### The problem
Images do not belong in the copy. Retype all the entries below exactly.

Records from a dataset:

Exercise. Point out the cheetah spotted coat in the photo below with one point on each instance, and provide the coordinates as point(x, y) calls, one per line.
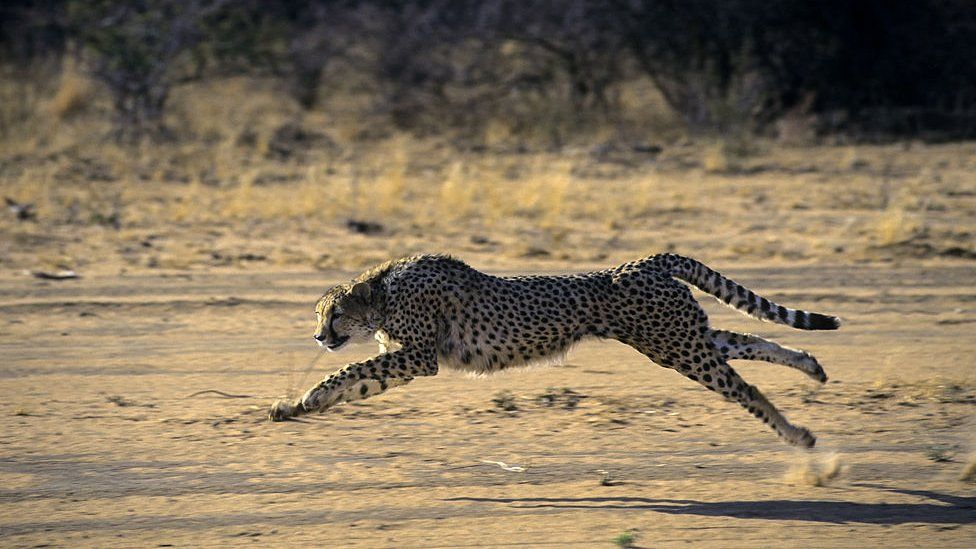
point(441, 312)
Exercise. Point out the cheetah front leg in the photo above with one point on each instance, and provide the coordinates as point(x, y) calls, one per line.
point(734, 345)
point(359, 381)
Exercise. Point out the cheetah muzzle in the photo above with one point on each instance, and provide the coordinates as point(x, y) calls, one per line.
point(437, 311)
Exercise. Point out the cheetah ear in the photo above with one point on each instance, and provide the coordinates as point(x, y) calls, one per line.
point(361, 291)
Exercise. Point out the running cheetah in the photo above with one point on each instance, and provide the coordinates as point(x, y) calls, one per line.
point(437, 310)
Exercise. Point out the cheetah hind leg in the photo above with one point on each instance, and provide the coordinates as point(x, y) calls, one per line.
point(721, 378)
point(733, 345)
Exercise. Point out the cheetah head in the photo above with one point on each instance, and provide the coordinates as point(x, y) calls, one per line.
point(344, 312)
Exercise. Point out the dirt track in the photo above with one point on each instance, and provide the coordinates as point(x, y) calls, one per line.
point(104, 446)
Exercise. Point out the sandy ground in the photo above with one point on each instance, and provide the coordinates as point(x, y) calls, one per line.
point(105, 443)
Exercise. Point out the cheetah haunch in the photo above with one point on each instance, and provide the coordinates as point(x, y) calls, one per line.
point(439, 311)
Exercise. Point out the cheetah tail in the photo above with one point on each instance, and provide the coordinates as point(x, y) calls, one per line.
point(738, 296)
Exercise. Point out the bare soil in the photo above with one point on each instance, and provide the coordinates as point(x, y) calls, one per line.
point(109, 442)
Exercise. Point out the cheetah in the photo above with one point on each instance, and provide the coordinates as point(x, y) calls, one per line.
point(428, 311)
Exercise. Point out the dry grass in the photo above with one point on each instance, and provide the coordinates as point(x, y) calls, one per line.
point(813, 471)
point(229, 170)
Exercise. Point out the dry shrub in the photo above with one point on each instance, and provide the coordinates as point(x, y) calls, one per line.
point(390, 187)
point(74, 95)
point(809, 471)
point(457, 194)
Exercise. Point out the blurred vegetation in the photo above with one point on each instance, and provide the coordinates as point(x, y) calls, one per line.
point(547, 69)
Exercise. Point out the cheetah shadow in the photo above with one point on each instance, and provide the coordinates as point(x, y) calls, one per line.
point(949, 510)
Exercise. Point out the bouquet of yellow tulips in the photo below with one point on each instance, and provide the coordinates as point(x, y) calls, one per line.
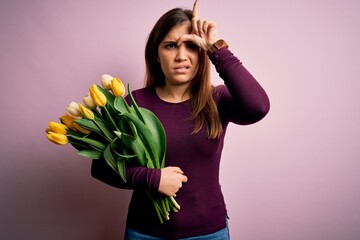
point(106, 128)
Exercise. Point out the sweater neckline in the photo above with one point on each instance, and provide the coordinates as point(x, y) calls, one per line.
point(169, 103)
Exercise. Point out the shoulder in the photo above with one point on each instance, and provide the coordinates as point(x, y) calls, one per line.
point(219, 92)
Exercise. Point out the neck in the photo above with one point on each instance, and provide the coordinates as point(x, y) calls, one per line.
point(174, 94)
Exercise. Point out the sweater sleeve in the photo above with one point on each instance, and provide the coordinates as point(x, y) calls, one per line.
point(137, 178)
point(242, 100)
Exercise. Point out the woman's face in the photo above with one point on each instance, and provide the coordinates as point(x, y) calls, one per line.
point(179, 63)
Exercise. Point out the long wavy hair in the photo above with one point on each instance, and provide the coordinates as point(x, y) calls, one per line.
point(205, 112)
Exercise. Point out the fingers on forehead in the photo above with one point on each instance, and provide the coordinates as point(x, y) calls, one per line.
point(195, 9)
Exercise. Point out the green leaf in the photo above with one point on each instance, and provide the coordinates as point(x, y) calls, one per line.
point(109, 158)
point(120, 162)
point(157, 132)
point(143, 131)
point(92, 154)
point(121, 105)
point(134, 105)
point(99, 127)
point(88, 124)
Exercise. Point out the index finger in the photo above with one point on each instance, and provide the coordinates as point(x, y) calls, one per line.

### Response for this exercise
Exercise. Point out the cheetah spotted coat in the photo below with one point on each instance, and provide the coordinates as point(x, y) calls, one per line.
point(441, 312)
Exercise. Point out the cheetah front leg in the photo above with one point on each instance, and provide the coordinates as point(x, y) calls, one per line.
point(734, 345)
point(359, 381)
Exercise. Point out the cheetah muzzle in the photo above with one point on each instance, and provide the coordinates as point(x, y) calls, one per line.
point(437, 311)
Exercise. Point out the cheetah ear in the photo above with one point on each instance, and provide the coordinates as point(x, y) calls, one per line.
point(361, 291)
Exercise. Point out the running cheetah in the photo above with one point on each instance, and provide the coordinates as point(x, y) calls, one per line.
point(437, 310)
Exercise. Point out the cheetah hind leg in the photo above with one point on each instance, and provide the coordinates as point(x, y) calls, one per line.
point(721, 378)
point(733, 345)
Exercise. Point out the cheetah head in the photo above with one point on each instance, and provide the coordinates as point(x, y) calls, one per line.
point(344, 312)
Exercise. Point out the dirt track in the photo above with one point on each instance, and provide the coordinates as point(x, y) calls, one per line.
point(104, 446)
Exercise. Point out the sandy ground in the photo above with one point on each instance, and provide the coordinates as point(x, y) calls, one per line.
point(105, 443)
Exercise. Point out the cheetah haunch in the photo above with one point on each instance, and provide the coordinates as point(x, y) calls, one per line.
point(439, 311)
Exercise. Point out the cheetah tail in the photo above with one point on each instance, and provide the coordinates as point(x, y) calls, one per line.
point(738, 296)
Exercise. Point out the bare soil in the photo above with one point on each instance, and provide the coordinates as point(x, y) calls, one per line.
point(109, 442)
Exercise. Point out the cheetah in the photo above with one point on each instance, and provide the coordinates as point(x, y) calls, one per line.
point(428, 311)
Exercise. Point out the dry grass in the photo above with one point on each instance, and provide the coordinates as point(x, y) calls, one per line.
point(813, 471)
point(229, 170)
Exercise. Point out the dry shrub in the photo above with one point on each instance, and provide the coordinates as point(x, y) calls, one per line.
point(390, 187)
point(74, 95)
point(809, 471)
point(457, 194)
Exercise. Point out the blurred vegetation in the photo above with one point on each instance, and provide the coordinates as point(x, y) calls, one per line.
point(547, 69)
Exercise. Point out the cheetah shadow in the photo above with one point on each instance, and provide the coordinates as point(x, y) calls, one per line.
point(949, 510)
Exercise. Point out the bouquet of yellow tulips in the photo below with one point on each instance, and provide the coordinates as point(x, y) calls, one per line.
point(106, 128)
Exercise. Point out the sweater neckline in the photo above with one point on each instance, and provide the coordinates as point(x, y) calls, one per line.
point(169, 103)
Exercise. Point out the shoulder in the photo above with one point on each instance, and provide the coordinates as point(x, y) calls, one per line.
point(219, 92)
Exercise. Point out the neck in the photo above with one point on each instance, and provide the coordinates as point(x, y) calls, one per line.
point(174, 94)
Exercise. Point out the sweater sleeve in the photo above with one point on each instance, and provide the coordinates as point(x, y) calls, one per line.
point(137, 178)
point(242, 100)
Exercise. Point out the woman's face in the photo above with one point on each instance, and provide the coordinates as point(x, y) calls, one per line.
point(179, 63)
Exercise. Point out the long wavy hair in the photo above with one point on each instance, and provide the coordinates as point(x, y) calls, one per line.
point(205, 112)
Exercise. Point out the fingers on forehead in the photo above with one point on each instance, and provide the coordinates as point(x, y) calls, one per line.
point(195, 9)
Exercise. Point out the green leaf in the photo above with one point on each instance, and provide the coordinates as point(x, y) calls, one per line.
point(109, 158)
point(120, 162)
point(157, 132)
point(143, 131)
point(92, 154)
point(121, 105)
point(134, 105)
point(99, 127)
point(88, 124)
Exercise. Point out the index finger in the photo above with one point on each instance, and provide the coordinates as point(x, y) calls, one per line.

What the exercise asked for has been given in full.